▶ **Data listing**:
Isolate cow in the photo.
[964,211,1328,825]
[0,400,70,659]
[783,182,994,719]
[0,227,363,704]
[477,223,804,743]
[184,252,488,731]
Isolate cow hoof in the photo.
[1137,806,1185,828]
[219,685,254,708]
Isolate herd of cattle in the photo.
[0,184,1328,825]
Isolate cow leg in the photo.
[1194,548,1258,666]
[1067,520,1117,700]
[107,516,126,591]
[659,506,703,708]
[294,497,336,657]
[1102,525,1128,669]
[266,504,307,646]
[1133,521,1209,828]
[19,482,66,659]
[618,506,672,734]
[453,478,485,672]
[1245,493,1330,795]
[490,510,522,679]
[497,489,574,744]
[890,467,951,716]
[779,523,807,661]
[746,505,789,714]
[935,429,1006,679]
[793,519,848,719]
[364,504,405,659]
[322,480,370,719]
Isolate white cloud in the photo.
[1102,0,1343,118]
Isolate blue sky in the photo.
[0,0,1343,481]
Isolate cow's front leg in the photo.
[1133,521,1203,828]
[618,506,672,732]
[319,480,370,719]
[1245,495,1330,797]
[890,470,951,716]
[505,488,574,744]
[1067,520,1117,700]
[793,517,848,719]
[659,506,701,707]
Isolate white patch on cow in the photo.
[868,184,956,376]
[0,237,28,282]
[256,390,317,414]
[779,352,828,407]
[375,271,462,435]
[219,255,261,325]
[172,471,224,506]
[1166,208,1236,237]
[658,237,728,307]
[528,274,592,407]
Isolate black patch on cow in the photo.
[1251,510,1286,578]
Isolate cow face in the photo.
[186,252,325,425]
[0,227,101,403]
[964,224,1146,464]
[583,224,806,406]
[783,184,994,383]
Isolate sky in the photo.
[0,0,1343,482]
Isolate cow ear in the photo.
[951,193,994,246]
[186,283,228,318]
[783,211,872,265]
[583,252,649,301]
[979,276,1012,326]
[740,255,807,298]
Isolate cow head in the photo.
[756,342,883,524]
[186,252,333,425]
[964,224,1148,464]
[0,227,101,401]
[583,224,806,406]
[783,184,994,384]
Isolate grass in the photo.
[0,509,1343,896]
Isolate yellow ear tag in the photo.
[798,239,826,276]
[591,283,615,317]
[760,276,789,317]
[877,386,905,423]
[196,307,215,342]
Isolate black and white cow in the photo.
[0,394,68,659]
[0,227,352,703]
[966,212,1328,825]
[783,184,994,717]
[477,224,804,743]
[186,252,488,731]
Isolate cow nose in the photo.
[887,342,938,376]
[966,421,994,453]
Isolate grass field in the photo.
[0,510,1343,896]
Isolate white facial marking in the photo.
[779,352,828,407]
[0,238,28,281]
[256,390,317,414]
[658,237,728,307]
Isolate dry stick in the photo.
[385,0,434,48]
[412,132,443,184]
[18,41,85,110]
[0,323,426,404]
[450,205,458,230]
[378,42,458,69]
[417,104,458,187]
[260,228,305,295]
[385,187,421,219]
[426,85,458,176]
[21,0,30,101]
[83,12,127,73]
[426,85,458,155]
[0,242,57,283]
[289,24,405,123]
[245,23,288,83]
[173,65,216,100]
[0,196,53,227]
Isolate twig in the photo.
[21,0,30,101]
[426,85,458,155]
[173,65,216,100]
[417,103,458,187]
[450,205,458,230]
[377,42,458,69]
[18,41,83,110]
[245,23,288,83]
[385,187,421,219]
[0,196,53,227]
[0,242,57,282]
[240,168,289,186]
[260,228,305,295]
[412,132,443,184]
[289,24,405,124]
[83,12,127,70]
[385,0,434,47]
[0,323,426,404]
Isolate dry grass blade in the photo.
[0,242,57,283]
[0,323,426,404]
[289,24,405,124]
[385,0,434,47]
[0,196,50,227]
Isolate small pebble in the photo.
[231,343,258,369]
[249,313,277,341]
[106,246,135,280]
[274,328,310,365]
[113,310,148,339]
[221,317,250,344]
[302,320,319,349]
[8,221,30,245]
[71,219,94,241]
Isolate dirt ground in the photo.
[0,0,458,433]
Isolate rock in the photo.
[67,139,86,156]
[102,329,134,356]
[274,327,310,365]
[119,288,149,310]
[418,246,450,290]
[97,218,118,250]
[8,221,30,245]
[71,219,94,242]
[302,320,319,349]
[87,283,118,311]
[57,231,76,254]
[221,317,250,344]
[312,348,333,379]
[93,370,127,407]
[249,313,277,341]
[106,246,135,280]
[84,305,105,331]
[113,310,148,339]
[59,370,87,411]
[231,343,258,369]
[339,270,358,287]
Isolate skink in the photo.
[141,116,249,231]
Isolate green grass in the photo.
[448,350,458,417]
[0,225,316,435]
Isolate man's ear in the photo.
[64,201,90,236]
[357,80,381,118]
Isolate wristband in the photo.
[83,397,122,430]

▶ **AIM OF THE TASK**: Copy every line of the entries in the data listing above word for word and in the same order.

▶ **SOLUTION FOR THIS PROBLEM**:
Isolate cow in the photo.
[964,211,1328,825]
[0,400,70,659]
[783,182,994,719]
[0,227,363,704]
[477,223,804,743]
[184,252,488,731]
Isolate cow hoof in the photo.
[1137,806,1185,828]
[219,685,254,708]
Isolate herd of cattle in the photo.
[0,184,1328,825]
Isolate cow leg in the photo.
[1194,548,1258,666]
[1067,520,1117,700]
[107,516,126,591]
[659,506,703,708]
[294,497,336,657]
[1102,525,1128,669]
[266,504,307,646]
[1133,521,1209,828]
[19,482,66,659]
[618,506,672,734]
[453,478,485,672]
[1245,493,1330,795]
[490,510,522,679]
[497,489,574,744]
[890,467,951,716]
[779,523,807,661]
[746,505,789,714]
[935,429,1006,679]
[793,519,848,719]
[364,504,405,659]
[322,480,370,719]
Isolate white cloud in the photo.
[1102,0,1343,118]
Isolate blue sky in the photo.
[0,0,1343,481]
Isolate cow's front leg in the photo.
[1133,521,1203,828]
[618,506,672,732]
[319,480,370,719]
[1245,495,1330,797]
[890,470,951,716]
[505,488,574,744]
[1067,520,1117,700]
[793,517,848,719]
[659,506,701,707]
Isolate white patch on cow in the photo.
[868,184,956,376]
[0,237,28,282]
[256,390,317,414]
[779,352,828,407]
[375,271,462,435]
[219,255,261,325]
[172,471,224,506]
[1166,208,1236,237]
[658,237,728,307]
[528,274,592,407]
Isolate black patch on cow in the photo.
[1251,510,1286,578]
Isolate cow face in the photo.
[186,252,325,425]
[0,227,101,403]
[964,224,1146,464]
[583,224,806,406]
[783,184,994,383]
Isolate sky in the photo.
[0,0,1343,482]
Isolate cow ear in the photo.
[951,193,994,246]
[186,283,228,318]
[783,211,872,265]
[583,252,649,301]
[979,276,1012,326]
[740,255,807,298]
Isolate cow head in the photo.
[756,342,883,524]
[186,252,333,425]
[964,224,1148,464]
[0,227,101,401]
[583,224,806,406]
[783,184,994,384]
Isolate grass in the photo.
[0,509,1343,896]
Isolate yellow ear tag in the photo.
[798,239,826,276]
[591,283,615,317]
[760,276,789,317]
[877,386,905,423]
[196,307,215,342]
Isolate black and white cow in the photo.
[0,394,68,659]
[0,227,352,703]
[966,212,1328,825]
[783,184,994,717]
[477,224,804,743]
[186,252,488,731]
Isolate cow nose in the photo.
[887,342,938,376]
[966,421,994,453]
Isolate grass field in the photo.
[0,510,1343,896]
Isolate white facial marking in the photo.
[779,352,828,407]
[0,238,28,281]
[256,390,317,414]
[658,237,728,307]
Isolate dry stick in the photo.
[385,0,434,48]
[412,132,443,184]
[18,41,85,110]
[0,323,426,404]
[450,205,458,230]
[378,42,458,69]
[417,104,458,187]
[260,228,305,295]
[385,187,421,219]
[426,85,458,176]
[21,0,30,101]
[83,12,127,73]
[426,85,458,155]
[0,242,57,283]
[289,24,405,123]
[245,23,288,83]
[173,65,216,100]
[0,196,53,227]
Isolate twig in the photo.
[21,0,30,101]
[426,85,458,155]
[173,65,216,100]
[417,103,458,187]
[450,205,458,230]
[377,42,458,69]
[18,41,83,110]
[245,23,288,83]
[385,187,421,219]
[0,196,53,227]
[0,242,57,282]
[240,168,289,186]
[260,228,305,295]
[412,132,443,184]
[289,24,405,124]
[83,12,127,70]
[385,0,434,47]
[0,323,426,404]
Isolate dry grass blade in the photo.
[0,242,57,283]
[0,323,426,404]
[289,24,405,124]
[385,0,434,47]
[0,196,50,227]
Isolate small pebble in the photo.
[231,343,258,369]
[249,313,277,341]
[106,246,135,280]
[274,328,310,365]
[113,310,148,339]
[221,317,250,344]
[302,320,319,349]
[8,221,30,245]
[71,219,94,241]
Isolate dirt ground in the photo.
[0,0,458,433]
Isolate rock in the photo.
[67,139,86,156]
[102,329,134,356]
[274,327,310,365]
[119,288,149,310]
[418,246,450,290]
[97,218,118,250]
[8,221,30,245]
[71,219,94,242]
[302,320,319,349]
[87,283,118,311]
[57,231,76,254]
[221,317,250,344]
[312,348,333,379]
[93,370,127,407]
[249,313,277,341]
[106,246,135,280]
[84,305,105,331]
[113,310,148,339]
[59,370,87,411]
[231,343,258,369]
[339,270,358,287]
Isolate skink in the photo.
[141,116,249,231]
Isolate green grass in the photo.
[448,350,458,417]
[0,225,316,435]
Isolate man's ear in the photo.
[64,201,90,236]
[357,80,381,118]
Isolate wristband in the photo.
[83,397,122,430]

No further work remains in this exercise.